Image-grounded pointing data:
○ ○ ○ ○

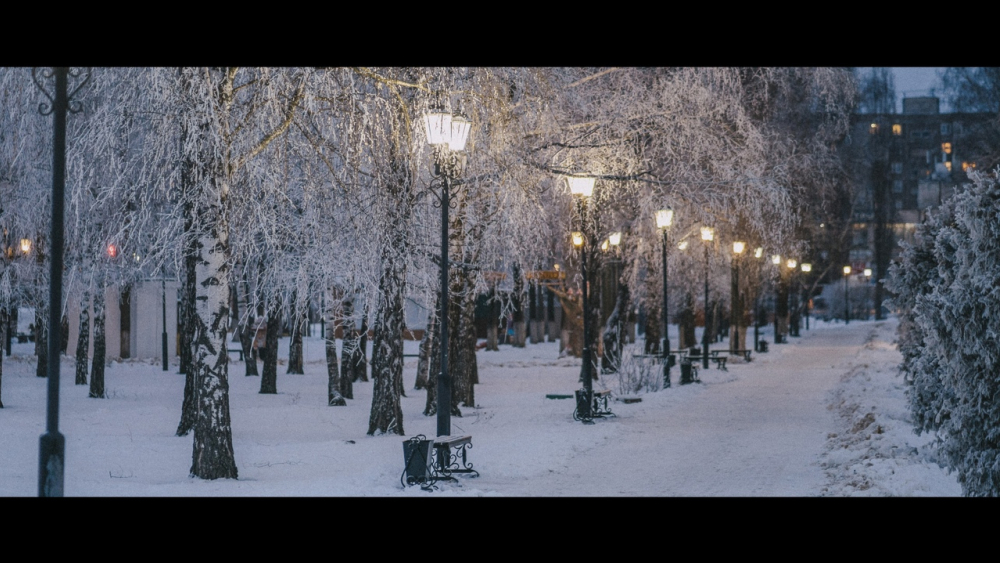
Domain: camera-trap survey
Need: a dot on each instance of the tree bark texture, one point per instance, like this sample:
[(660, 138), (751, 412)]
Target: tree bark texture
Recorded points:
[(83, 341), (334, 397), (41, 342), (298, 320), (269, 376)]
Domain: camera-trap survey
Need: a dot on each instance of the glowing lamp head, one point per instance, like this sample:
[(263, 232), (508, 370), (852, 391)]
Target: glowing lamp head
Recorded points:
[(580, 186), (437, 121), (664, 217)]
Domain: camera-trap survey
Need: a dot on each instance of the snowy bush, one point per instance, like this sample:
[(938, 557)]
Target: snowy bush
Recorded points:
[(950, 281)]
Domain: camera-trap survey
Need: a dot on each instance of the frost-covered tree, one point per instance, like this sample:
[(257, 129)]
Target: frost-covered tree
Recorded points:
[(957, 315)]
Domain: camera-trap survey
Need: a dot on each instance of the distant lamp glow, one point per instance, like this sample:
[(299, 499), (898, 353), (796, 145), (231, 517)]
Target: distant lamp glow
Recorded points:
[(580, 185), (664, 217)]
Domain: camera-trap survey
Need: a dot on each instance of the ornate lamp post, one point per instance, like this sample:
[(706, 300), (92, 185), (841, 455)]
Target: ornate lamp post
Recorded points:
[(758, 254), (793, 291), (847, 297), (52, 445), (736, 305), (447, 133), (776, 261), (707, 235), (664, 217), (582, 188), (806, 268)]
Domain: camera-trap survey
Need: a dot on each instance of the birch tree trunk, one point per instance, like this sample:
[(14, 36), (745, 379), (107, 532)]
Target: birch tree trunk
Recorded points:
[(41, 342), (269, 376), (334, 397), (100, 343), (83, 341), (297, 319)]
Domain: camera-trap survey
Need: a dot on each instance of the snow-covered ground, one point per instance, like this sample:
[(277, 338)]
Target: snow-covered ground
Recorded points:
[(824, 415)]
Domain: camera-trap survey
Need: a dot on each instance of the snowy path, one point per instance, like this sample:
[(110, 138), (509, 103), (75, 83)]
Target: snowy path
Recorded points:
[(761, 434)]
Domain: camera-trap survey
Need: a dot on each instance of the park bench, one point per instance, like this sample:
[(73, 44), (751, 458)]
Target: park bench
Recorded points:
[(694, 356), (235, 347), (744, 353), (448, 451), (600, 407)]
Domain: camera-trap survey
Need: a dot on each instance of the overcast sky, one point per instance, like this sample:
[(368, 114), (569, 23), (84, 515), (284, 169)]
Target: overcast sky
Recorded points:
[(916, 81)]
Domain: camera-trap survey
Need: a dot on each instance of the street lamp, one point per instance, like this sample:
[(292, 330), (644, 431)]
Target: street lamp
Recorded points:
[(847, 306), (582, 188), (776, 261), (758, 254), (447, 133), (806, 268), (793, 290), (664, 217), (707, 235), (735, 306)]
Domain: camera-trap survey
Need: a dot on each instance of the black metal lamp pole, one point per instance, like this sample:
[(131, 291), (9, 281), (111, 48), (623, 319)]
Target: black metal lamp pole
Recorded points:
[(663, 219), (52, 445), (447, 133), (163, 286), (444, 379), (587, 369), (756, 305), (666, 317), (847, 296), (706, 236)]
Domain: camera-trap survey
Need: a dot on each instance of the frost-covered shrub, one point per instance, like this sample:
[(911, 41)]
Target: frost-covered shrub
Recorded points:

○ ○ ○ ○

▸ **Work to complete**:
Copy every line above exactly, leaving no picture in the copy.

▸ **Output for this task**:
Domain: camera-trap survey
Need: a dot on each instance of the tree bark texture, one point per instance, like this sample:
[(660, 138), (751, 412)]
Target: tree bark texture
Recorded points:
[(83, 341), (334, 397), (41, 342), (298, 320), (269, 376)]
Domain: camera-trap survey
Need: a dot on each instance of the glowing lamp head, one point per instance, like this sample:
[(263, 232), (508, 370), (852, 391)]
Target: glowing lamp head
Recorded points:
[(580, 186), (437, 121), (664, 217)]
Domain: camera-trap survey
Need: a dot on each instance of the snowy bush, one point per instance, like this sample:
[(938, 557)]
Target: snowy bush
Recorded points:
[(950, 281)]
Domain: camera-trap survey
Need: a dot on each instance of the frost-covered tree, one point per instance, like this sample:
[(257, 129)]
Target: frost-covered tree
Recorded points:
[(957, 315)]
Domain: camera-trap survey
Need: a dot on each instance of the distant lamp glow, one point per instance, like this sample:
[(299, 499), (898, 353), (796, 145), (231, 517)]
Target: distant lamp glow
Recorded points:
[(580, 185), (664, 217)]
Domain: camera-trap survey
Need: a dot on each instance of the ornate lamp post, one point per instance, like this sample:
[(706, 300), (92, 185), (841, 455)]
Target: ornate lamp post
Recorded points:
[(758, 254), (793, 291), (847, 297), (52, 445), (736, 305), (447, 133), (776, 261), (707, 235), (664, 217), (582, 188), (806, 268)]
Domain: camera-trap survey
Need: a dot on each instance of the birch tree trunk, one point per instance, like this sample:
[(14, 36), (745, 379), (107, 532)]
Target: birch tree trunk
Recorded points:
[(41, 342), (269, 376), (334, 397), (100, 343), (83, 341), (297, 319)]
Domain: camera-trap survey
Need: a dot on each instance of the snow-covered ground, one point per instance, like this sample:
[(277, 338)]
Target: snow-covered ground
Recorded points:
[(824, 415)]
Domain: camera-trap survey
Need: a dot on each instance of the snowy path, one point per instance, like this sample:
[(110, 138), (509, 103), (75, 83)]
Target: snowy path
Recorded points:
[(761, 434)]
Domain: camera-trap survey
Need: a dot on each instance of the park bench, one point per instance, like this sample:
[(73, 44), (751, 458)]
Target: park bench
Recorded points:
[(694, 356), (235, 347), (744, 353), (448, 451), (600, 407)]
Domain: camera-trap survey
Need: a dot on each instance of the overcast sky, one point per instance, like this sample:
[(368, 114), (569, 23), (84, 515), (284, 169)]
Target: overcast sky
Recorded points:
[(916, 81)]
Domain: camera-trap survey
Need: a dot on each instance of the street lamp, one point per instance, like this sample:
[(292, 330), (644, 431)]
Target: street lamp
Recorded points:
[(847, 306), (582, 188), (776, 261), (758, 254), (447, 133), (806, 268), (793, 290), (664, 217), (707, 235), (735, 306)]
Domain: camera-trap survey
Need: a dot on each instance of the black metal lamp pole, one point per instance, like this sample:
[(131, 291), (9, 281), (111, 48), (623, 319)]
Target: black metal lamp pole
Recorded points:
[(663, 219), (52, 445), (447, 133), (163, 286), (444, 379), (587, 369), (756, 305), (666, 317), (847, 296), (706, 236)]
Domain: camera-trap survey
Need: a dot on each instance of the frost-covered shrub, one point per instance, like this sample:
[(911, 41)]
Target: frost-covered shrub
Recorded points:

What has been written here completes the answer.